_Your objective:_ Rewrite the entries below as a numbered list, starting at the beginning of the entries and ending with the line that contains "point(413, 228)", both included. Omit blank lines and leave the pictures out of the list.

_Task input:_
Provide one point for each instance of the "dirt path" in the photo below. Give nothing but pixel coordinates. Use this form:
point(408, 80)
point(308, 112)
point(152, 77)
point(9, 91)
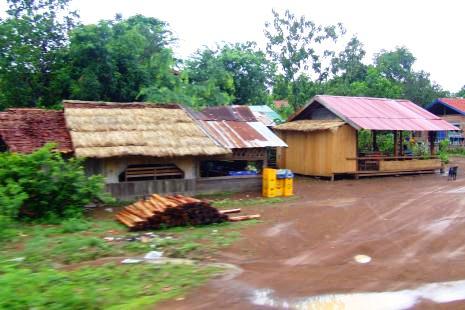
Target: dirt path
point(413, 228)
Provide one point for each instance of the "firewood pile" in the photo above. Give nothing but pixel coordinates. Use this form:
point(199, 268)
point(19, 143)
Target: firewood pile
point(176, 210)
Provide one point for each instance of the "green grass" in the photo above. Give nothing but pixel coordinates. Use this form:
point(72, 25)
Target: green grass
point(54, 266)
point(104, 287)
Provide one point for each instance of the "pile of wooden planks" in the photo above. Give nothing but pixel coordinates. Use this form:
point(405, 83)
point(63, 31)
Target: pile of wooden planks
point(176, 210)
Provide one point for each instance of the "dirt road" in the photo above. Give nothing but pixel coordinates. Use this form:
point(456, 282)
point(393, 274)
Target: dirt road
point(412, 228)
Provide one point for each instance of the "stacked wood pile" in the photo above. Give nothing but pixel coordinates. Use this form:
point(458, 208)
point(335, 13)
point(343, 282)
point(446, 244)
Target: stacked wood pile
point(176, 210)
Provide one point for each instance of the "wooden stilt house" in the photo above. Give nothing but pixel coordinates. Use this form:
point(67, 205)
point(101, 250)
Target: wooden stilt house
point(323, 137)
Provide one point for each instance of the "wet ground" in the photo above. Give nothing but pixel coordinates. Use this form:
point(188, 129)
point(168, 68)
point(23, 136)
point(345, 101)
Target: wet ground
point(302, 256)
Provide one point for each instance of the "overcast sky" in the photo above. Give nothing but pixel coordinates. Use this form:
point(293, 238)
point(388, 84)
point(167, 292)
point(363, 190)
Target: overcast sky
point(432, 30)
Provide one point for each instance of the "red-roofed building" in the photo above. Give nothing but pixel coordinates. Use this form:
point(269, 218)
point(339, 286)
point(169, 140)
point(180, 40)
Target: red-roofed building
point(323, 137)
point(26, 130)
point(453, 111)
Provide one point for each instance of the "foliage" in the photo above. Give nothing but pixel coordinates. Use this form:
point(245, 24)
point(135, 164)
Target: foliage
point(123, 287)
point(443, 151)
point(299, 45)
point(113, 60)
point(384, 140)
point(461, 92)
point(395, 65)
point(421, 150)
point(42, 184)
point(348, 64)
point(33, 41)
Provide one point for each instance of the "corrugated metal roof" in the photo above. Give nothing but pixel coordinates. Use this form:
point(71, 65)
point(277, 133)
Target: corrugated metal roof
point(234, 134)
point(229, 113)
point(266, 115)
point(26, 130)
point(236, 127)
point(456, 103)
point(381, 113)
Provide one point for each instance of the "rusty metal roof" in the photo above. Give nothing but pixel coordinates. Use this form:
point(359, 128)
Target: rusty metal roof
point(236, 127)
point(229, 113)
point(380, 113)
point(456, 104)
point(26, 130)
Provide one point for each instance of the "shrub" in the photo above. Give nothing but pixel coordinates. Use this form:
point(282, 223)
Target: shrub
point(44, 185)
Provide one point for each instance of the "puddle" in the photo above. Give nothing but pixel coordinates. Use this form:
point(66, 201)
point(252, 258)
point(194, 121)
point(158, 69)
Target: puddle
point(442, 292)
point(362, 259)
point(277, 229)
point(458, 190)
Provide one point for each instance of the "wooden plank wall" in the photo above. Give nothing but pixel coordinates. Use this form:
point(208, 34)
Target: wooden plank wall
point(319, 153)
point(345, 146)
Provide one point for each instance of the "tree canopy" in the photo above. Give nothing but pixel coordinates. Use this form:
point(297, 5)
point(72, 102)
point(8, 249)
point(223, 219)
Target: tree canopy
point(46, 56)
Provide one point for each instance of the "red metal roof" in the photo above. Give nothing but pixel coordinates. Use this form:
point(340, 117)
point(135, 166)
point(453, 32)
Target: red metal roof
point(237, 127)
point(26, 130)
point(457, 103)
point(381, 113)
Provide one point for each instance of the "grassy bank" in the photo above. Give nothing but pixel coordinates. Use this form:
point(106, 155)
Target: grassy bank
point(74, 265)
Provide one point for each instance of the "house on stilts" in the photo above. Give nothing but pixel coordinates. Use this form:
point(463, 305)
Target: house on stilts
point(324, 136)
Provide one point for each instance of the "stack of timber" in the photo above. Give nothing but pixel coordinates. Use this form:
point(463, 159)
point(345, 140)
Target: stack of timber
point(174, 210)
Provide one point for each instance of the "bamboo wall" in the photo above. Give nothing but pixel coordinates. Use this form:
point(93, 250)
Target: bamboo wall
point(319, 153)
point(111, 167)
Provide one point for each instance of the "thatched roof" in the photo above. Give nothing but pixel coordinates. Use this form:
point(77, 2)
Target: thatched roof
point(101, 129)
point(310, 125)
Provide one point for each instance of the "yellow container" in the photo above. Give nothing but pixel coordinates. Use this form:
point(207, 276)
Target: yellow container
point(269, 182)
point(288, 187)
point(269, 174)
point(279, 187)
point(269, 192)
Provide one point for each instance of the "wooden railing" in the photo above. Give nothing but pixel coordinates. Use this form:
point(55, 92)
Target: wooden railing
point(396, 163)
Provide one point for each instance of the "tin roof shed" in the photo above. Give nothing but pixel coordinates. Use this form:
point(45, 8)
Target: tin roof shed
point(375, 113)
point(235, 127)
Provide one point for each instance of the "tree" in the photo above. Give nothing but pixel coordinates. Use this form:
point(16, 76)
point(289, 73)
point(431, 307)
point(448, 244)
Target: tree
point(395, 65)
point(419, 89)
point(299, 45)
point(461, 92)
point(348, 64)
point(252, 73)
point(114, 60)
point(33, 39)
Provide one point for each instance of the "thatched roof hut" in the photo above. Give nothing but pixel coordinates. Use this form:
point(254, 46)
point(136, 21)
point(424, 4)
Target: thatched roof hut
point(104, 129)
point(310, 125)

_Exercise result:_
1. Provide one point for each instance of the "dirt path" in the photo below. Give nothing but pixel coordinates. Use this form:
2. point(408, 80)
3. point(308, 112)
4. point(152, 77)
5. point(9, 91)
6. Target: dirt path
7. point(413, 228)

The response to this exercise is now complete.